*** Opening of Text for analysis ***

My 3TB HD converted to EFI Partition

0

I have 3TB HD installed in my pc. I dont know how its converted to "EFI system partition" !! Can I return it back to normal patition without formating or cleaning it? DiskManage This picture shows that disk 0 is completly an EFI partition

drhoom

Posted 2016-03-19T08:48:30.320

Reputation: 3

Was it a single partition before? Do you know what kind of filesystem (FAT32, NTFS, ...) it is? Also: Stuff like that doesn’t happen by itself. Did you try to install an operating system? – Daniel B – 2016-03-19T11:11:09.367

yes it was single NTFS partiton. No i didnt try to install any OS. Its really a strange thing !! – drhoom – 2016-03-19T13:40:01.073

Answers

1

It may be as simple as changing the partition type back to “Microsoft Basic data partition” (ID EBD0A0A2-B9E5-4433-87C0-68B6B72699C7). This could be accomplished easily with a number of partition tools on Linux:

fdisk (newer GPT-capable versions)

  1. Identify disk: fdisk -l
  2. Start editing: fdisk /dev/sdX, where sdX is the correct disk as identified in step 1
  3. Change type: t, L, enter code for “Microsoft basic data” from list (11 on my machine), (nb: because there is only a single partition, we won’t be asked which partition to use)
  4. Save changes: w

gdisk

  1. Identify disk: Run gdisk -l /dev/sda, gdisk -l /dev/sdb, ... until you find the disk
  2. Start editing: gdisk /dev/sdX, where sdX is the correct disk as identified in step 1
  3. Change type: t, L, enter code for “Microsoft basic data” (0700 on my machine), (nb: because there is only a single partition, we won’t be asked which partition to use)
  4. Save changes: w, y

parted

  1. Identify disk: Run parted -l
  2. Start editing: parted /dev/sdX, where sdX is the correct disk as identified in step 1
  3. Change type: toggle 1 msftdata (nb: changes take effect immediately)
  4. Quit: quit

You could also use the file command to try and determine if it’s still NTFS:

file -s /dev/sdX1

All of the above needs to be run as root.

If you don’t have a live-bootable Linux available, I recommend using a lightweight image like Gentoo’s minimal install (boots directly to terminal, recommended) or Puppy Linux.

Daniel B

Posted 2016-03-19T08:48:30.320

Reputation: 40 502

1

I wonder why nobody mentioned of the Windows-builtin diskpart when talking about changing the partition type GUID:

select disk 0
select partition 1 [Could be partition 2 because there is a (hidden) MSR partition before it]
set id=EBD0A0A2-B9E5-4433-87C0-68B6B72699C7

(https://en.wikipedia.org/wiki/GUID_Partition_Table#Partition_type_GUIDs)

or

set id=7

if it is an MBR disk.

(https://en.wikipedia.org/wiki/Partition_type#List_of_partition_IDs)

Tom Yan

Posted 2016-03-19T08:48:30.320

Reputation: 4 744

0

You must use a partition recovery software. I would suggest Test Disk, which is free and reliable.

Also, this answer may be useful for you.

*** Close of Text for analysis ***

Problem to solve »
From the forum thread about the 3TB drive, copy out the passage that starts with "I wonder why" and ends with "an MBR disk.", renaming "diskpart" as "DiskPart" wherever it occurs.

*** Opening of Records shown ***

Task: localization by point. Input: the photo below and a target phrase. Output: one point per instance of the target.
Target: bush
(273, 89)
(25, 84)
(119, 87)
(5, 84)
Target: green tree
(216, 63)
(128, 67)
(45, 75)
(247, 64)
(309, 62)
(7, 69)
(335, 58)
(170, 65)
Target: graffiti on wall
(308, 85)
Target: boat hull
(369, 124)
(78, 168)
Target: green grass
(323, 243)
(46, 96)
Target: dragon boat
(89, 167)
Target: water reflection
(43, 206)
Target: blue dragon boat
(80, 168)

*** Close of Records shown ***

Output for this exercise »
I wonder why nobody mentioned of the Windows-builtin DiskPart when talking about changing the partition type GUID:

select disk 0
select partition 1 [Could be partition 2 because there is a (hidden) MSR partition before it]
set id=EBD0A0A2-B9E5-4433-87C0-68B6B72699C7

(https://en.wikipedia.org/wiki/GUID_Partition_Table#Partition_type_GUIDs)

or

set id=7

if it is an MBR disk.